TASK INSTRUCTIONS
Only lines with the word "tail" are wanted; copy each of them from the listing below.

━━━━━━━━━━

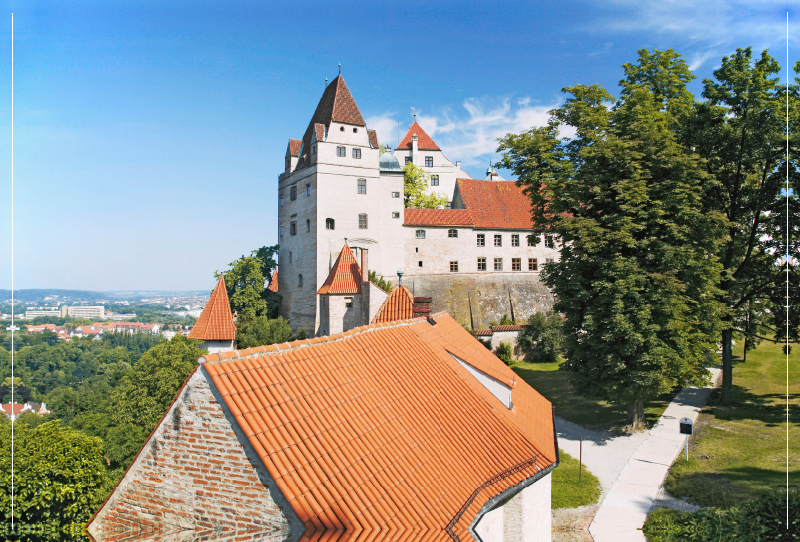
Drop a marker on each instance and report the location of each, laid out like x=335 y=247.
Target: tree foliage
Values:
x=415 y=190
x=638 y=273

━━━━━━━━━━

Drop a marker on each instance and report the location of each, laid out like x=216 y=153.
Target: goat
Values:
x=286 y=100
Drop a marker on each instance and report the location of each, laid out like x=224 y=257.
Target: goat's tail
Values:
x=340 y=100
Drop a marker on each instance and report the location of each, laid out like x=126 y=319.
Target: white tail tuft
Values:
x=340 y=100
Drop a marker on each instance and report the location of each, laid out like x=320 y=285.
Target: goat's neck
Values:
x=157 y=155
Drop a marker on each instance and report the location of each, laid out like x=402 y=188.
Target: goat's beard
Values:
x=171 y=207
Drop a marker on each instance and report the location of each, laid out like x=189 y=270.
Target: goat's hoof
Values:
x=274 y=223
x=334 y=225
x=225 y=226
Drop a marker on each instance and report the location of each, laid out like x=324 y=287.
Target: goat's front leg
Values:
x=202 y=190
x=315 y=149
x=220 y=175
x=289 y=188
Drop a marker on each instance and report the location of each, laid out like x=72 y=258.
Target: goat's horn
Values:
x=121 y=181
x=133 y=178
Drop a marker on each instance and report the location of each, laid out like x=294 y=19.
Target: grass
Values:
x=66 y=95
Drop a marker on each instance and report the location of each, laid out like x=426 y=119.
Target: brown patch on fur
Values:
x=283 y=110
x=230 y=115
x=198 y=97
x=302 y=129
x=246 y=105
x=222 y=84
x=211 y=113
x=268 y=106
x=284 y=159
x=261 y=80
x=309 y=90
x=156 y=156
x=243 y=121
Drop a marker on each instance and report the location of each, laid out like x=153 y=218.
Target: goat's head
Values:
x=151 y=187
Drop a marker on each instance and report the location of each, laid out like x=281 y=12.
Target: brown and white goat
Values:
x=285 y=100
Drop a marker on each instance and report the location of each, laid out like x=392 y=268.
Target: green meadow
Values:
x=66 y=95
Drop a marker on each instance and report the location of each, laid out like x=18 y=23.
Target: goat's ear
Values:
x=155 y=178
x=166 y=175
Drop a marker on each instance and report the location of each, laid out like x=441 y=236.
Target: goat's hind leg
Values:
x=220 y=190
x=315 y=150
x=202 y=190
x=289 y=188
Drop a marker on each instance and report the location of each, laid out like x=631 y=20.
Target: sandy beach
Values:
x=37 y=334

━━━━━━━━━━

RESULT FOR THIS EXERCISE
Target: goat's tail
Target: white tail tuft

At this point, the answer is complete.